(Segmentation annotation items)

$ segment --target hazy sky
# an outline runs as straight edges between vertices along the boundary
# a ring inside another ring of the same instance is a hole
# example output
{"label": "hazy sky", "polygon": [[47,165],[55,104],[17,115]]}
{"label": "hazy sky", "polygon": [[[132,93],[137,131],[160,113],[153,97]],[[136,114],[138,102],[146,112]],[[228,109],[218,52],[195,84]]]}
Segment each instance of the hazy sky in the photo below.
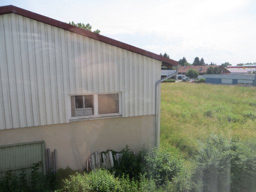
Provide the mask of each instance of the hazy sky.
{"label": "hazy sky", "polygon": [[0,0],[189,62],[256,62],[256,0]]}

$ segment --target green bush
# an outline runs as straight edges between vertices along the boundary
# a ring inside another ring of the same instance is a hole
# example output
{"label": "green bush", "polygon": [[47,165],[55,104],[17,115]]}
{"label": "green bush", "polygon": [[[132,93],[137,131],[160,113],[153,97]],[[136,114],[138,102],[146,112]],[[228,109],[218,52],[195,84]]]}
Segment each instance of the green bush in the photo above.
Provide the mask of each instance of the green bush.
{"label": "green bush", "polygon": [[166,150],[153,149],[148,151],[144,158],[145,174],[153,179],[157,186],[166,184],[180,170],[180,160],[171,156]]}
{"label": "green bush", "polygon": [[147,178],[146,175],[141,176],[140,180],[140,192],[154,192],[156,190],[155,181],[152,178]]}
{"label": "green bush", "polygon": [[137,180],[129,178],[128,176],[123,175],[120,178],[120,192],[137,192],[138,182]]}
{"label": "green bush", "polygon": [[200,144],[196,168],[182,169],[167,187],[170,192],[255,192],[256,140],[228,140],[212,134]]}
{"label": "green bush", "polygon": [[62,192],[116,192],[120,188],[120,182],[106,170],[98,170],[88,174],[76,173],[64,180]]}
{"label": "green bush", "polygon": [[46,175],[38,171],[42,162],[33,164],[30,180],[26,180],[25,170],[18,175],[12,171],[7,172],[0,178],[0,192],[52,192],[56,188],[56,176],[52,172]]}
{"label": "green bush", "polygon": [[140,180],[140,176],[143,175],[148,180],[154,180],[158,186],[171,180],[181,167],[180,161],[166,150],[143,148],[135,155],[126,146],[120,154],[119,163],[116,163],[112,170],[116,176],[124,174]]}
{"label": "green bush", "polygon": [[121,156],[118,162],[115,161],[112,171],[116,176],[128,176],[130,179],[138,179],[140,174],[144,168],[142,158],[144,156],[142,151],[134,154],[128,146],[126,146],[120,152]]}
{"label": "green bush", "polygon": [[97,170],[90,173],[77,172],[64,181],[62,192],[154,192],[156,186],[153,180],[140,176],[140,182],[123,175],[115,178],[108,170]]}
{"label": "green bush", "polygon": [[194,68],[190,68],[186,73],[186,76],[190,78],[196,78],[199,74],[198,72]]}

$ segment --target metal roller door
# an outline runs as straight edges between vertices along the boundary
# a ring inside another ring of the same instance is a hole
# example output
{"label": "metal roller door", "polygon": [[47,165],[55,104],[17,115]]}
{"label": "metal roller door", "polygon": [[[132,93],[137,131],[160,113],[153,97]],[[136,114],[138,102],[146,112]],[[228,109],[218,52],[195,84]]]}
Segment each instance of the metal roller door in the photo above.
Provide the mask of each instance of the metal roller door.
{"label": "metal roller door", "polygon": [[18,176],[24,169],[28,179],[33,164],[38,162],[38,171],[44,173],[44,141],[0,146],[0,178],[10,170]]}

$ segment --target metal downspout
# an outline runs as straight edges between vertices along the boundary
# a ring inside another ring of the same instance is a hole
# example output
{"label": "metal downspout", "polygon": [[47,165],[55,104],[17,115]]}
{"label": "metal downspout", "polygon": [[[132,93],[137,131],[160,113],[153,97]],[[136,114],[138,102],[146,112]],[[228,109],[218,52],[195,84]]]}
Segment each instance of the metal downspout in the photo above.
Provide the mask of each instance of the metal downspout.
{"label": "metal downspout", "polygon": [[155,146],[159,148],[160,144],[160,92],[159,91],[159,85],[161,82],[162,82],[176,74],[178,75],[178,70],[176,72],[171,74],[170,76],[166,77],[162,80],[160,80],[156,84],[156,136],[155,136]]}

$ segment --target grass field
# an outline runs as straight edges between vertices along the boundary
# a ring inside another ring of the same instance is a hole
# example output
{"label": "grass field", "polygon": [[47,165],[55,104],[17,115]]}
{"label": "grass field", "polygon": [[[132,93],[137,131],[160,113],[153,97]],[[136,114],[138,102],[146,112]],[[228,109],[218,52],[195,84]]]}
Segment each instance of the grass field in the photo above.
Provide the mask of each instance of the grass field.
{"label": "grass field", "polygon": [[255,88],[166,82],[161,94],[162,148],[189,157],[211,133],[256,137]]}

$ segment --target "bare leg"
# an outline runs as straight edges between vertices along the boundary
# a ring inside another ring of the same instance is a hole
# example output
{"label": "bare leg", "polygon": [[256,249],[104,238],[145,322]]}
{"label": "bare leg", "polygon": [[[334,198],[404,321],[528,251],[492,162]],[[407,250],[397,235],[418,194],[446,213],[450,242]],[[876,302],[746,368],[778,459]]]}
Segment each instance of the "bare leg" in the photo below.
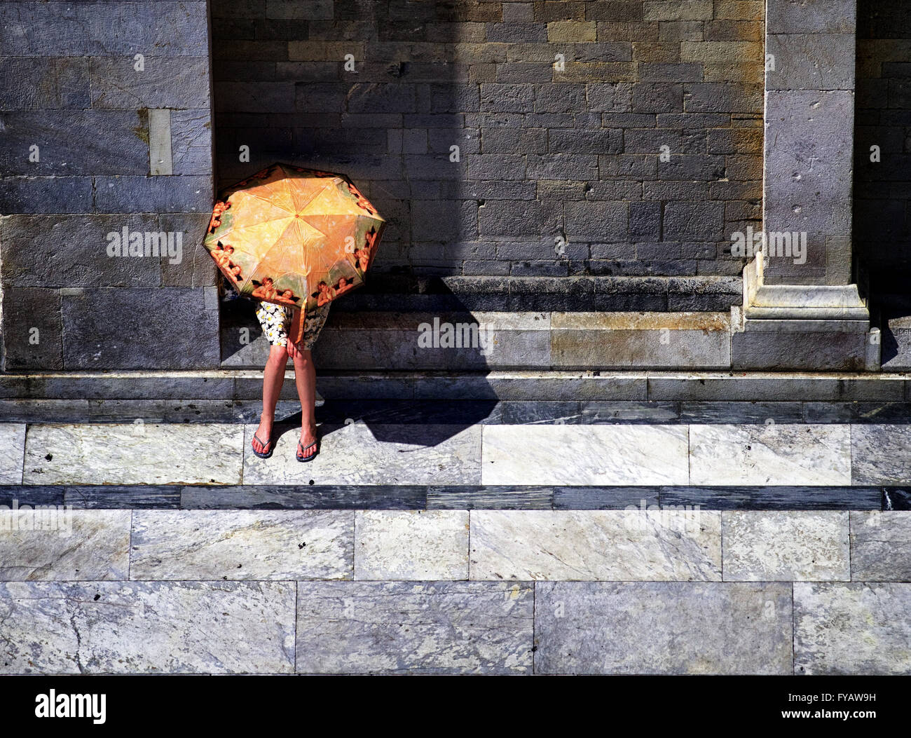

• _To do_
Please rewrite every line of the items above as a JSON list of strings, one string per line, leaving out blank lines. Omit the picture lines from the list.

• _Solution to this task_
[
  "$ segment --target hazy sky",
  "# an outline runs as straight edges between vertices along the boundary",
  "# a ring inside another ring of the same instance is a hole",
  "# example output",
  "{\"label\": \"hazy sky\", \"polygon\": [[47,165],[55,104],[17,115]]}",
  "{\"label\": \"hazy sky\", \"polygon\": [[[132,93],[137,131],[160,113],[153,97]],[[136,114],[138,102],[146,112]],[[228,109],[218,52],[195,84]]]}",
  "Segment each instance of the hazy sky in the photo below.",
  "Provide the mask of each instance of the hazy sky.",
  "{\"label\": \"hazy sky\", \"polygon\": [[0,0],[189,62],[256,62],[256,0]]}",
  "$ segment --target green bush",
  "# an outline runs as straight edges between vertices along the boundary",
  "# a ring inside another ring of the same instance is a hole",
  "# example output",
  "{\"label\": \"green bush\", \"polygon\": [[47,165],[55,104],[17,115]]}",
  "{\"label\": \"green bush\", \"polygon\": [[[132,93],[137,131],[160,113],[153,97]],[[136,114],[138,102],[146,112]],[[228,109],[218,52],[195,84]]]}",
  "Segment each instance of the green bush in the photo above.",
  "Provide the mask of each instance of the green bush.",
  "{\"label\": \"green bush\", \"polygon\": [[166,150],[153,149],[148,151],[144,158],[145,174],[153,179],[157,186],[166,184],[180,170],[180,160],[171,156]]}",
  "{\"label\": \"green bush\", \"polygon\": [[147,178],[146,175],[141,176],[140,180],[140,192],[154,192],[156,190],[155,181],[152,178]]}",
  "{\"label\": \"green bush\", \"polygon\": [[137,180],[129,178],[128,176],[123,175],[120,178],[120,192],[137,192],[138,182]]}",
  "{\"label\": \"green bush\", \"polygon\": [[200,144],[196,168],[182,169],[167,187],[170,192],[255,192],[256,140],[228,140],[212,134]]}",
  "{\"label\": \"green bush\", \"polygon\": [[62,192],[116,192],[120,188],[120,182],[106,170],[98,170],[88,174],[76,173],[64,180]]}",
  "{\"label\": \"green bush\", \"polygon\": [[46,175],[38,171],[42,162],[33,164],[30,180],[26,180],[25,170],[18,175],[12,171],[7,172],[0,178],[0,192],[52,192],[56,188],[56,176],[52,172]]}",
  "{\"label\": \"green bush\", \"polygon\": [[140,180],[140,176],[143,175],[148,180],[154,180],[158,186],[171,180],[181,167],[180,161],[166,150],[143,148],[135,155],[126,146],[120,154],[119,163],[116,163],[112,170],[116,176],[124,174]]}",
  "{\"label\": \"green bush\", \"polygon\": [[121,156],[118,162],[115,161],[112,171],[116,176],[128,176],[130,179],[138,179],[140,174],[144,168],[142,158],[144,156],[142,151],[134,154],[128,146],[126,146],[120,152]]}",
  "{\"label\": \"green bush\", \"polygon\": [[97,170],[90,173],[77,172],[64,181],[62,192],[154,192],[156,186],[153,180],[140,176],[140,182],[123,175],[115,178],[108,170]]}",
  "{\"label\": \"green bush\", \"polygon\": [[194,68],[190,68],[186,73],[186,76],[190,78],[196,78],[199,74],[198,72]]}",
  "$ segment --target metal roller door",
  "# an outline runs as straight edges between vertices along the boundary",
  "# a ring inside another ring of the same instance is a hole",
  "# example output",
  "{\"label\": \"metal roller door\", \"polygon\": [[47,165],[55,104],[17,115]]}",
  "{\"label\": \"metal roller door\", \"polygon\": [[[132,93],[137,131],[160,113],[153,97]],[[136,114],[138,102],[146,112]],[[228,109],[218,52],[195,84]]]}",
  "Segment each instance of the metal roller door in the photo above.",
  "Provide the mask of each instance of the metal roller door.",
  "{\"label\": \"metal roller door\", \"polygon\": [[18,176],[24,169],[28,179],[33,164],[38,162],[38,171],[44,173],[44,141],[0,146],[0,178],[10,170]]}",
  "$ segment --target metal downspout",
  "# an outline runs as straight edges between vertices along the boundary",
  "# a ring inside another ring of the same instance is a hole",
  "# example output",
  "{\"label\": \"metal downspout\", \"polygon\": [[47,165],[55,104],[17,115]]}",
  "{\"label\": \"metal downspout\", \"polygon\": [[[132,93],[137,131],[160,113],[153,97]],[[136,114],[138,102],[146,112]],[[228,109],[218,52],[195,84]]]}",
  "Segment each instance of the metal downspout in the photo above.",
  "Provide the mask of each instance of the metal downspout.",
  "{\"label\": \"metal downspout\", \"polygon\": [[155,146],[159,148],[160,144],[160,92],[159,91],[159,85],[161,82],[162,82],[176,74],[178,75],[178,70],[176,72],[171,74],[170,76],[166,77],[162,80],[160,80],[156,84],[156,136],[155,136]]}",
  "$ segment --target grass field",
  "# an outline runs as straight edges between vertices along the boundary",
  "# a ring inside another ring of the same instance is a hole",
  "# example output",
  "{\"label\": \"grass field\", \"polygon\": [[47,165],[55,104],[17,115]]}",
  "{\"label\": \"grass field\", \"polygon\": [[[132,93],[137,131],[160,113],[153,97]],[[136,114],[138,102],[146,112]],[[228,109],[218,52],[195,84]]]}",
  "Segment each instance of the grass field in the photo above.",
  "Provide the mask of each instance of the grass field.",
  "{\"label\": \"grass field\", \"polygon\": [[255,88],[166,82],[161,94],[162,148],[189,157],[211,133],[256,137]]}",
  "$ segment --target \"bare leg\"",
  "# an outline runs as straight edges between vertices along the boundary",
  "# a ring inside another ring of the same instance is a hole",
  "# example output",
  "{\"label\": \"bare leg\", \"polygon\": [[256,249],[104,238],[145,322]]}",
  "{\"label\": \"bare leg\", \"polygon\": [[[334,198],[404,321],[528,251],[492,162]],[[407,250],[397,235],[418,194],[446,213],[450,242]],[[876,302],[746,368],[778,459]]]}",
  "Segment each instance of the \"bare leg\" in the photo below."
]